* WHAT THIS TASK INVOLVES *
For the material below, return exactly the lines starting at the line containing "In this exercise you will indicate the fog" and ending at the line containing "In this exercise you will indicate the antenna", both ends included, and no others.
Segment Start: WORKING DATA
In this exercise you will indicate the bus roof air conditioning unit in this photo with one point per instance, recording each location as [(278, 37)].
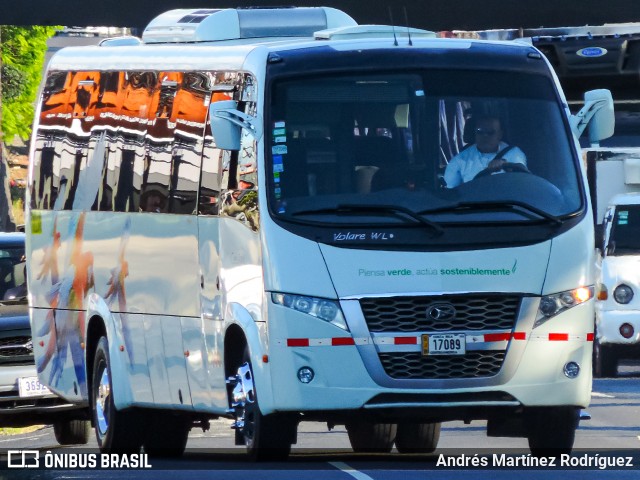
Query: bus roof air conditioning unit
[(208, 25)]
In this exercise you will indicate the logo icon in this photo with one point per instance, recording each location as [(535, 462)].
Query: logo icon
[(592, 52), (441, 311), (23, 459)]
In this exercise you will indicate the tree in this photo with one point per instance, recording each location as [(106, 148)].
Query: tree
[(23, 51)]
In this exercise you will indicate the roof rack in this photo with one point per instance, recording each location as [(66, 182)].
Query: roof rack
[(207, 25), (371, 31)]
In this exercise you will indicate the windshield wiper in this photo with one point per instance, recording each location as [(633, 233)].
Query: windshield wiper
[(393, 210), (464, 207), (14, 301)]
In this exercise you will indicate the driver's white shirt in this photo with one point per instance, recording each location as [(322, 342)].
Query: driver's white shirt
[(471, 161)]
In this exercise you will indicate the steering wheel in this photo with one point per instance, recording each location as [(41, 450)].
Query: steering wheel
[(507, 167)]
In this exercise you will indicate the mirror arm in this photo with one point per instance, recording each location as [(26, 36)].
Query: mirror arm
[(242, 120), (580, 120)]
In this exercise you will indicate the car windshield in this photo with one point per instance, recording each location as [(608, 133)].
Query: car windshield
[(13, 281), (343, 147)]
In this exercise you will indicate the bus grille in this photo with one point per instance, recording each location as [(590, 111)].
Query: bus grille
[(16, 350), (415, 366), (409, 314)]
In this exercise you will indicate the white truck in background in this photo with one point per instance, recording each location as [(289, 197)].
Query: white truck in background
[(593, 57)]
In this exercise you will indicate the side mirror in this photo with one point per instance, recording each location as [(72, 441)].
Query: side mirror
[(227, 123), (597, 113)]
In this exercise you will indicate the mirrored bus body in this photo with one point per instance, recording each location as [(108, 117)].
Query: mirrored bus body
[(262, 230)]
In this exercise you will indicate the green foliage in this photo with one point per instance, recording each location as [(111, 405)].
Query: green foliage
[(23, 50)]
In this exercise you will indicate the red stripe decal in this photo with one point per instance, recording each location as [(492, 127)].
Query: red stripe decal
[(405, 340), (558, 337), (497, 337), (342, 341)]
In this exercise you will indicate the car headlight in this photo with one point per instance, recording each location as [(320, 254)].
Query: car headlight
[(623, 294), (327, 310), (552, 305)]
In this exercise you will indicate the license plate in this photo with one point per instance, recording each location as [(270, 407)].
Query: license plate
[(444, 344), (31, 387)]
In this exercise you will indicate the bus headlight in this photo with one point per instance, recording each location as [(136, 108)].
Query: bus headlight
[(552, 305), (623, 294), (327, 310)]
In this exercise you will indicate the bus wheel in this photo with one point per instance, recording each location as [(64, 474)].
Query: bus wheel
[(115, 431), (266, 437), (605, 361), (551, 430), (367, 437), (166, 435), (72, 432), (417, 437)]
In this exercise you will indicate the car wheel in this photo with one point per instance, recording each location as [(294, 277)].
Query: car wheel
[(116, 431), (266, 437)]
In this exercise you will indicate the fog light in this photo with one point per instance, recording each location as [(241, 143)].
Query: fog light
[(626, 330), (305, 375), (571, 369)]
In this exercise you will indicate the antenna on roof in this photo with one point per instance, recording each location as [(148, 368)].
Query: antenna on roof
[(406, 22), (395, 40)]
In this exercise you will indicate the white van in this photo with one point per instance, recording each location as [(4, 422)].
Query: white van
[(244, 214), (618, 308)]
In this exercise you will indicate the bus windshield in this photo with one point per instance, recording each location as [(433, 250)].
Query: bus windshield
[(363, 148), (625, 231)]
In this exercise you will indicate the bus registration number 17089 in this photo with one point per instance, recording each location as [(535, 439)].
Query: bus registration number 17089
[(444, 344)]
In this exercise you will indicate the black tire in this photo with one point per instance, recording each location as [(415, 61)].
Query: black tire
[(116, 431), (605, 361), (72, 432), (266, 437), (418, 437), (166, 436), (551, 431), (368, 437)]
Segment End: WORKING DATA
* TASK OUTPUT *
In this exercise you will indicate the fog light in this photo with one point per instance, recording each location as [(241, 143)].
Query: fog light
[(626, 330), (305, 375), (571, 369)]
In this exercise you will indicate the antenna on roof in this photo with one point per instance, recording each location as [(148, 368)].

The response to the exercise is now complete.